> _DOCUMENT EXCERPT_

==*==

This book is a study of American antislavery and proslavery rhetoric spanning the years from 1832 to 1861.1 Throughout, I assume that rhetoric mattered. Rhetoric mattered in this period of American history not because the antislavery and proslavery arguments themselves abolished the Southern institution of racial slavery or prevented the institution from being abolished without a civil war or because those arguments themselves caused the Civil War. Rather, rhetoric mattered because the particular forms that the antislavery and proslavery arguments took during the antebellum period significantly affected the course of events that led to disunion, civil war, and emancipation.
The antislavery and proslavery arguments unsettled the public mind into believing that the nation was a house divided against itself that could no longer stand. Perhaps a nation half free and half slave could have continued to exist indefinitely into the future if sectional antislavery and proslavery rhetoric had not been introduced. When this sectional rhetoric was introduced, however, it deepened the divisions within the nation and made it less likely that the country could continue to exist as it had in the past.
The consensually and progressively liberal nature of antislavery and proslavery rhetoric contributed to this outcome. Because the two sides appealed to similar ideas for such divergent ends, it became increasingly apparent that the differences between them were fundamental. Because the two sides applied liberal ideas to the particular circumstances of their own society with such diverse results, it became more and more difficult to dismiss the conflict between them as peripheral to the future of a nation conceived in liberty.
The Civil War was a case in which rhetoric mattered. It was also a case in which consensus mattered, though in a different way than it was “supposed to.” It was a case in which consensus exacerbated rather than tempered political conflict. Finally, it was a case in which liberal ideas mattered, making racial slavery vulnerable to attack and yet not foreclosing all avenues of defense.

==*==

(Collected data entries)
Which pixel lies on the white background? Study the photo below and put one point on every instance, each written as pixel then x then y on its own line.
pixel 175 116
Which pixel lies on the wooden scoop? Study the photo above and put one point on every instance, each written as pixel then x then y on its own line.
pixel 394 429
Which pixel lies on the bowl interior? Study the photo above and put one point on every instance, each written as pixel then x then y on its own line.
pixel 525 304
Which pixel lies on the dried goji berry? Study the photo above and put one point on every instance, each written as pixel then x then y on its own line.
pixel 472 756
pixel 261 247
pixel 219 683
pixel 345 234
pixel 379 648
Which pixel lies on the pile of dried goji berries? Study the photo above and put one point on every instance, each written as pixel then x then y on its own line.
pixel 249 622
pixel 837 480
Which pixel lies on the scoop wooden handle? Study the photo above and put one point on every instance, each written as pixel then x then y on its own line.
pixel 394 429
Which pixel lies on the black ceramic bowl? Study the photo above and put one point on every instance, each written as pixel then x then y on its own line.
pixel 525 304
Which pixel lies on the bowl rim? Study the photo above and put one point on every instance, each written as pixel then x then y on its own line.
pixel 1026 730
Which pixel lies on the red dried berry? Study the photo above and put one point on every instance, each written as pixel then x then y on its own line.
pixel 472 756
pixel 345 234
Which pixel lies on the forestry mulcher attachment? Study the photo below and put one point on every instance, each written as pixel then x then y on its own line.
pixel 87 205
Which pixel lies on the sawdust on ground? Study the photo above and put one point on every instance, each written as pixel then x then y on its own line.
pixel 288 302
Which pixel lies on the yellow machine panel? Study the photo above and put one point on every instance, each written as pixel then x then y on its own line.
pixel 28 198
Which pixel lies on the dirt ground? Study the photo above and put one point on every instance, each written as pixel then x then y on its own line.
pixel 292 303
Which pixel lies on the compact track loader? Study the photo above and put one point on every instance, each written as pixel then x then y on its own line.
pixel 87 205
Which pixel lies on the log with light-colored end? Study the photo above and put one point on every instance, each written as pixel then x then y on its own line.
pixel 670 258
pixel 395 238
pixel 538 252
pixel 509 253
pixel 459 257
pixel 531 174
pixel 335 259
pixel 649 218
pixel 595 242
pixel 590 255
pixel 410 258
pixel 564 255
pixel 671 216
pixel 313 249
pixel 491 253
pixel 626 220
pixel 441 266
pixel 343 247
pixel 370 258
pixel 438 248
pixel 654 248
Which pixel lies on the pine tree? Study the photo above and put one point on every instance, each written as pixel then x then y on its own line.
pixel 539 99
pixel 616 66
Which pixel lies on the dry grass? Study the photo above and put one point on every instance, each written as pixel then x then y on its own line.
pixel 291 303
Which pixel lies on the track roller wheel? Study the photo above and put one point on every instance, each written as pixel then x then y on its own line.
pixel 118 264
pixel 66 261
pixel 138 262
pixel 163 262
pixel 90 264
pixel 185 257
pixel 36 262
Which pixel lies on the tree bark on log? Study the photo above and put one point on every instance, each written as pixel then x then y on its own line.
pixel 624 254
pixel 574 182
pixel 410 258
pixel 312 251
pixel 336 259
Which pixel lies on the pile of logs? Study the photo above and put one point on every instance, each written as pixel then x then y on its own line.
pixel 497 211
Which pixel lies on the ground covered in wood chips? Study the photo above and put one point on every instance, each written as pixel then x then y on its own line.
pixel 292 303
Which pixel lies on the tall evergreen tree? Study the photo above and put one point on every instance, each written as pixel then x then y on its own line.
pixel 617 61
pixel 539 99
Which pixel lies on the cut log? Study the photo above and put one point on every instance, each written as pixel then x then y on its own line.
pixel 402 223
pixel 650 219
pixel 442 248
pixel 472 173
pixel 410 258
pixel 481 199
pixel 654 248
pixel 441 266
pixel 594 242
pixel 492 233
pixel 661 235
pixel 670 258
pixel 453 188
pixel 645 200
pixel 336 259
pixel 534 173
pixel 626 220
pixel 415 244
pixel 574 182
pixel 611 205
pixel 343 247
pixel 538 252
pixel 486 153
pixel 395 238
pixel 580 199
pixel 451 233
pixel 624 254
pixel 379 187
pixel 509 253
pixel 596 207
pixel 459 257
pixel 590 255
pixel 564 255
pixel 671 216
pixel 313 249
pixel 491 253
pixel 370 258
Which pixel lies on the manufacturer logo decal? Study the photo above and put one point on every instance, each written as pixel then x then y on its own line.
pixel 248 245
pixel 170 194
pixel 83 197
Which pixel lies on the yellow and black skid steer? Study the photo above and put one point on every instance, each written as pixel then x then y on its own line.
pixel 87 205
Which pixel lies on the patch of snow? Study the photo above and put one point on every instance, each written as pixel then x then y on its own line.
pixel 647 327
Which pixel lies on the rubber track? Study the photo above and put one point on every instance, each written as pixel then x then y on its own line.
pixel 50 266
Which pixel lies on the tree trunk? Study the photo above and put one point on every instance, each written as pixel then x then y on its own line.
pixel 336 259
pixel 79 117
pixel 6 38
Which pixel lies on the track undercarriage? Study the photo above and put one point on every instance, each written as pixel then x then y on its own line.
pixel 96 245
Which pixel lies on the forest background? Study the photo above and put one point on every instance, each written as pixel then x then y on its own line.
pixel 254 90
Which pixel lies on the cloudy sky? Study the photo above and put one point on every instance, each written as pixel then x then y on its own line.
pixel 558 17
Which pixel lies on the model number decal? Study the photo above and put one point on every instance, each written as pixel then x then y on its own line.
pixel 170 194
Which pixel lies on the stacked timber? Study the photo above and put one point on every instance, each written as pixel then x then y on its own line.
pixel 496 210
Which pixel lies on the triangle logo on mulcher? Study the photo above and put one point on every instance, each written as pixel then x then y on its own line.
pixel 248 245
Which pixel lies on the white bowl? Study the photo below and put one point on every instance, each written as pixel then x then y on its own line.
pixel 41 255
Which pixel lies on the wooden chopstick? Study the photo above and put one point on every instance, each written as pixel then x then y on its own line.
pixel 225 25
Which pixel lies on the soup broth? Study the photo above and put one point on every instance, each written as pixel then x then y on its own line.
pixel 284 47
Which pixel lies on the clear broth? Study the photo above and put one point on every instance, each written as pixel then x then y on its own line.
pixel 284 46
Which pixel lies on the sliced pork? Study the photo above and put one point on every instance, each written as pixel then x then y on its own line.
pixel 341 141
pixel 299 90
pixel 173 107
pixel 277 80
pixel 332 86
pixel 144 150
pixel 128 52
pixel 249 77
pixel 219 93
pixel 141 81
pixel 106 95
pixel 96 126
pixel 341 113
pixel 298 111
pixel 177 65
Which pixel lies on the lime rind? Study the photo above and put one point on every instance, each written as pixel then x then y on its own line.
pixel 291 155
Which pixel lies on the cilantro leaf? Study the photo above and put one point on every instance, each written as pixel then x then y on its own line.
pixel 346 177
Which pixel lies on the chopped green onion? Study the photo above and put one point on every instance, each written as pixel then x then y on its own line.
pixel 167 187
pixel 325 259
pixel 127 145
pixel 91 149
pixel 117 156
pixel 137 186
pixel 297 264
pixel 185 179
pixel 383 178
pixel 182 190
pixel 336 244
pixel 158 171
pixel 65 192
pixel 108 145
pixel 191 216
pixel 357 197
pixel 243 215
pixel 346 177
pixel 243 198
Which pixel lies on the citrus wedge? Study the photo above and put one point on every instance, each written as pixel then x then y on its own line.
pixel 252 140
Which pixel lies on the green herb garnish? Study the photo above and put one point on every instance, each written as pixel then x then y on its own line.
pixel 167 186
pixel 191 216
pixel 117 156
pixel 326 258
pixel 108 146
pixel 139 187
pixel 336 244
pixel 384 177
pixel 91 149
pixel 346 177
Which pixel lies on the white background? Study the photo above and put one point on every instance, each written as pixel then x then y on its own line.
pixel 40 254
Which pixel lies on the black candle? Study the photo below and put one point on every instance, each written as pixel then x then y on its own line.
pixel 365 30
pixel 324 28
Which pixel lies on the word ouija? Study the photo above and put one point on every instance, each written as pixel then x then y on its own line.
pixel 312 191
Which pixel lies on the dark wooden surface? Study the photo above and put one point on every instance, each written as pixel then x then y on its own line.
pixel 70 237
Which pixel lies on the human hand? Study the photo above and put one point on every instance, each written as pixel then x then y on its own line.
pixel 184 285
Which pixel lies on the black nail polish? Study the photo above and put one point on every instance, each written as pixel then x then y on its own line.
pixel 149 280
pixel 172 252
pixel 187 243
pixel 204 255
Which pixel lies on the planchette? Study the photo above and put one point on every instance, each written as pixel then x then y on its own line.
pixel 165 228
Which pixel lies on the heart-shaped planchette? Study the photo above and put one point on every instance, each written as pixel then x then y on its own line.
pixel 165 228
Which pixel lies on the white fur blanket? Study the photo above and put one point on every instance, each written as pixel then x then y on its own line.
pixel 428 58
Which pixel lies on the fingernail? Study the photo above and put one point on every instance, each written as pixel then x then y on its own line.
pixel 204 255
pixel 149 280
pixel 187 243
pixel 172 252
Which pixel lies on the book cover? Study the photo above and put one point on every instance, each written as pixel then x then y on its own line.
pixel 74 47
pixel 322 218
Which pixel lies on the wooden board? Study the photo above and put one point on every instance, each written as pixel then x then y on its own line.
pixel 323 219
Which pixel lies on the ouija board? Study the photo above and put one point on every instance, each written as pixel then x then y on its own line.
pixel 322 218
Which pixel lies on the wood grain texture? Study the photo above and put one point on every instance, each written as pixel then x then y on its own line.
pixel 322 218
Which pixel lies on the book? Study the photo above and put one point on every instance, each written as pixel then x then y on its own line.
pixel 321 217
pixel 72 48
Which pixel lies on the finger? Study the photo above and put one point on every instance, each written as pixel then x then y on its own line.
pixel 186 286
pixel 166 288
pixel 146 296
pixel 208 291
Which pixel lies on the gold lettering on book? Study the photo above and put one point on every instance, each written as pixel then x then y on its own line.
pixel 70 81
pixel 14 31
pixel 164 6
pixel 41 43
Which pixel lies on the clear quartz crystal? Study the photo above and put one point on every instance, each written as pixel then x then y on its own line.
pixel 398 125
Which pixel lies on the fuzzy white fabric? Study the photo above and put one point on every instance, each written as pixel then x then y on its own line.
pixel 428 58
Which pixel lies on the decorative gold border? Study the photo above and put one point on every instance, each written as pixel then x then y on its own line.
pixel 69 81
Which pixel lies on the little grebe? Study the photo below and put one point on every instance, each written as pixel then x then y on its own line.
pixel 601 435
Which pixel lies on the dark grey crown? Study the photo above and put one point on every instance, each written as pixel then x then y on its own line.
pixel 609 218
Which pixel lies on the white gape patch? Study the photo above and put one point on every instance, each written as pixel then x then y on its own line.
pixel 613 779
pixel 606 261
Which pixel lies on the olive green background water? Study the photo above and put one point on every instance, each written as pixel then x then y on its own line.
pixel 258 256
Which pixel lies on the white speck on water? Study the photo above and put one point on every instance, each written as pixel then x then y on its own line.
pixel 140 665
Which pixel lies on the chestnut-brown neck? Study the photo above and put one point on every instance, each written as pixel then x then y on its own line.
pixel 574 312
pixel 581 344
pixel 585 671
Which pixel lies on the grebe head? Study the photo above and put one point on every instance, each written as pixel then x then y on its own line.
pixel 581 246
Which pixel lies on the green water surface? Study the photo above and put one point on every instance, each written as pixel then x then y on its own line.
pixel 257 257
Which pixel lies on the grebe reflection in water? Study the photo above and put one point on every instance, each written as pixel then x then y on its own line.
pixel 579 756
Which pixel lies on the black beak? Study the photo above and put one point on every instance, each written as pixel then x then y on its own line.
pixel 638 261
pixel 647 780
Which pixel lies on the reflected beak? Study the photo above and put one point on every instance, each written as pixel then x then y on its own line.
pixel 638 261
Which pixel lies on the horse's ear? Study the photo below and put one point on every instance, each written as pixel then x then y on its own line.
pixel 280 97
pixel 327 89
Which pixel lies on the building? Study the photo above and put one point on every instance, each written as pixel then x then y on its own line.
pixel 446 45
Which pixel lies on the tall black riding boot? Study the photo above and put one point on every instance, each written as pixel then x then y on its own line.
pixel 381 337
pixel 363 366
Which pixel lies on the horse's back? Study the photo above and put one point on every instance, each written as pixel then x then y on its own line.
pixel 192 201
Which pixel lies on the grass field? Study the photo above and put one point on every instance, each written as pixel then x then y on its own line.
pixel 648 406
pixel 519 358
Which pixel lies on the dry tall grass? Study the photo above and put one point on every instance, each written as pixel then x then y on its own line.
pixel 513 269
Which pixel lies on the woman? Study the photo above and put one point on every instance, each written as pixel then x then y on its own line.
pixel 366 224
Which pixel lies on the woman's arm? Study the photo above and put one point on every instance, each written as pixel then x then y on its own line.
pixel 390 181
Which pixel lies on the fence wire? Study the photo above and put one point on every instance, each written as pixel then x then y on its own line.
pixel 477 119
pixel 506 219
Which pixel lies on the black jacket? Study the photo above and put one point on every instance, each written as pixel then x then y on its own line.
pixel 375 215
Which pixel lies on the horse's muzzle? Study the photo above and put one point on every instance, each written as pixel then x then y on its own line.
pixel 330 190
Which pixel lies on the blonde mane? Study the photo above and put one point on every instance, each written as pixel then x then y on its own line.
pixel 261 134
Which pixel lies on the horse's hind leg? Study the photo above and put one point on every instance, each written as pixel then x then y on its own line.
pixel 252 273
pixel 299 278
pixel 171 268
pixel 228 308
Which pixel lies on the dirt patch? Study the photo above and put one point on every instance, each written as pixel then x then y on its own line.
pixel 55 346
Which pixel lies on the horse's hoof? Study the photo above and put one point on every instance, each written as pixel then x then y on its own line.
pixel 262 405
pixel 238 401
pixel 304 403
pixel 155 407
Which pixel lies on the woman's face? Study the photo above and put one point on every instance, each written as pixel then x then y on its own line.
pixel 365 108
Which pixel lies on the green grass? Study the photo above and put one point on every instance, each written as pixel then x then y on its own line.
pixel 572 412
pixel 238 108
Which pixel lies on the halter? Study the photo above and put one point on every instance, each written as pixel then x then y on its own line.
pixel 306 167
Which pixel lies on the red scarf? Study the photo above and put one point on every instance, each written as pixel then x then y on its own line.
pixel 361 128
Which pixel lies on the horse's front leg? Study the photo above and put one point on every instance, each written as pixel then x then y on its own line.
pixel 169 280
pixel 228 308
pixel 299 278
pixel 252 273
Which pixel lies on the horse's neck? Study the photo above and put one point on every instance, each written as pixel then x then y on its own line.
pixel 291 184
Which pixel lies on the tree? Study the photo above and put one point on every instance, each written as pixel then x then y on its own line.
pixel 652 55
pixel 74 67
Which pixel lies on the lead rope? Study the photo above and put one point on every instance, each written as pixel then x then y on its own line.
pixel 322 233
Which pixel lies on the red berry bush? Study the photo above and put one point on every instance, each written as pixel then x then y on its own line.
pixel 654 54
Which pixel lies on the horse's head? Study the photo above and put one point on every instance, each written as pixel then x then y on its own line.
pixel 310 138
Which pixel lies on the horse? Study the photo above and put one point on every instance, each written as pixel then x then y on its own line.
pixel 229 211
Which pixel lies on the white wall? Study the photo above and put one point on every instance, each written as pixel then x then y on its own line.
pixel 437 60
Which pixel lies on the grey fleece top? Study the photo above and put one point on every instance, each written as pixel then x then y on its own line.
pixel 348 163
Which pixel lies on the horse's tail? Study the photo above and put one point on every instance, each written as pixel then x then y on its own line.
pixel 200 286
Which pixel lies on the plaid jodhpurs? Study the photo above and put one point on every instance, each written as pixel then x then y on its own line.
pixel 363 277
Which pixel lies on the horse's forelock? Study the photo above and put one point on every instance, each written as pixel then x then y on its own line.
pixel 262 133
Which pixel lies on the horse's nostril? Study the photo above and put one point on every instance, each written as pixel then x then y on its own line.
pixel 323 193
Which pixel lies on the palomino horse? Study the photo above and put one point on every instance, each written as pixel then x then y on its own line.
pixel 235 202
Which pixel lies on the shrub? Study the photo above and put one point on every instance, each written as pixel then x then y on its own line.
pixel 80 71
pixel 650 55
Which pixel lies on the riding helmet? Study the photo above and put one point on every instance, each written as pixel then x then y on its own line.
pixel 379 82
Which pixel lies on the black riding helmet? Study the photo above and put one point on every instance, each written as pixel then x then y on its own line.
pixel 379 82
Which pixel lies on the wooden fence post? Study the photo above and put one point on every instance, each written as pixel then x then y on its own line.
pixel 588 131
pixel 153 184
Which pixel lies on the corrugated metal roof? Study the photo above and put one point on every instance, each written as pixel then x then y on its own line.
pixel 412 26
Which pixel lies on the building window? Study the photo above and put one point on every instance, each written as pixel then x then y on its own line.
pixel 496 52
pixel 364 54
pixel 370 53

==*==

> _EXERCISES_
**1.** Please reproduce the passage from the excerpt on antislavery and proslavery rhetoric between "This book is" and "war, and emancipation.", inclusive.
**2.** For the excerpt on antislavery and proslavery rhetoric, mark each statement yes or no according to whether it agrees with the text, quoting the words that decide it: (a) The book covers the years from 1832 to 1861. (b) In the Civil War, consensus tempered political conflict. (c) The antislavery and proslavery sides appealed to similar ideas.

> _EXPECTED OUTPUTS_
**1.**
This book is a study of American antislavery and proslavery rhetoric spanning the years from 1832 to 1861.1 Throughout, I assume that rhetoric mattered. Rhetoric mattered in this period of American history not because the antislavery and proslavery arguments themselves abolished the Southern institution of racial slavery or prevented the institution from being abolished without a civil war or because those arguments themselves caused the Civil War. Rather, rhetoric mattered because the particular forms that the antislavery and proslavery arguments took during the antebellum period significantly affected the course of events that led to disunion, civil war, and emancipation.

**2.**
(a) Yes: "spanning the years from 1832 to 1861"
(b) No: "consensus exacerbated rather than tempered political conflict"
(c) Yes: "the two sides appealed to similar ideas for such divergent ends"